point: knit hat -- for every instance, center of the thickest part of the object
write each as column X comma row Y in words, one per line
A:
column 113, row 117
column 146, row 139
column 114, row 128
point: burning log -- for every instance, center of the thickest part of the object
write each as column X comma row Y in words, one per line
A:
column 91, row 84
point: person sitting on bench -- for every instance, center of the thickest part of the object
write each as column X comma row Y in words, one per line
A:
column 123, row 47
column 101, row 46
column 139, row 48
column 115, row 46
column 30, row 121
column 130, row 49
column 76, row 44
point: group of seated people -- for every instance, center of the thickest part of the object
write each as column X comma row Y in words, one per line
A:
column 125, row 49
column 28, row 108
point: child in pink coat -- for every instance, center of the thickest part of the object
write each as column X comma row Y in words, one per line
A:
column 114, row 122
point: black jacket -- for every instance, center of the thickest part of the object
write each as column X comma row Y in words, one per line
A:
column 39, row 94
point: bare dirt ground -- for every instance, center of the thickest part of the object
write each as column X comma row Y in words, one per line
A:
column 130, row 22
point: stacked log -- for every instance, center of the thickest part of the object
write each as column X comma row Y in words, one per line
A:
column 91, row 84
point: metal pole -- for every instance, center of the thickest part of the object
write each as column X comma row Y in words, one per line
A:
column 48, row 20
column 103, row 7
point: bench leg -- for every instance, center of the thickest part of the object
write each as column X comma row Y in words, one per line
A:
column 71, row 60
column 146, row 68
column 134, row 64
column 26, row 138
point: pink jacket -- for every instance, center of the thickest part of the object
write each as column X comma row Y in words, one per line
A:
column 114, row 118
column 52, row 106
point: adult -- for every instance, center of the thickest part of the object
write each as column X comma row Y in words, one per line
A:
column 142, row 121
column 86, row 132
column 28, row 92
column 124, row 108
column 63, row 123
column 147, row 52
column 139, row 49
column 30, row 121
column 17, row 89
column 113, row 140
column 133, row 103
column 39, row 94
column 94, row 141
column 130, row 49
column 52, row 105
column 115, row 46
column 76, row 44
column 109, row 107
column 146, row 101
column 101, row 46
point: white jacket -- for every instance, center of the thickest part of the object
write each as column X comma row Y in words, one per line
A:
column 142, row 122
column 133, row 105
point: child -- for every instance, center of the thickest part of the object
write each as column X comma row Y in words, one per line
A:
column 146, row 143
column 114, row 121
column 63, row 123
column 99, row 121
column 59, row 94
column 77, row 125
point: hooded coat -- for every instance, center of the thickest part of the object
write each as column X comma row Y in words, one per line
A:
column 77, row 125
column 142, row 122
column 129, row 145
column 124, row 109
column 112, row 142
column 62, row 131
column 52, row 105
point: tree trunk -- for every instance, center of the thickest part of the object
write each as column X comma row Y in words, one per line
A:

_ _ _ _ _

▸ **What the task asks**
Put the records starting with the line containing "point: black jacket" and going on through the line containing "column 130, row 22" into a two-column CSV with the headers record_text and answer. Use one row per record, with each value in a single quoted field and line breaks replaced by spaces.

▸ **Output below**
record_text,answer
"point: black jacket -- for every instance, center of the thickest part of the object write each as column X comma row Y in words, one per line A:","column 39, row 94"
"point: bare dirt ground -- for every instance, center of the thickest part of the object write each as column X comma row Y in words, one per line A:","column 130, row 22"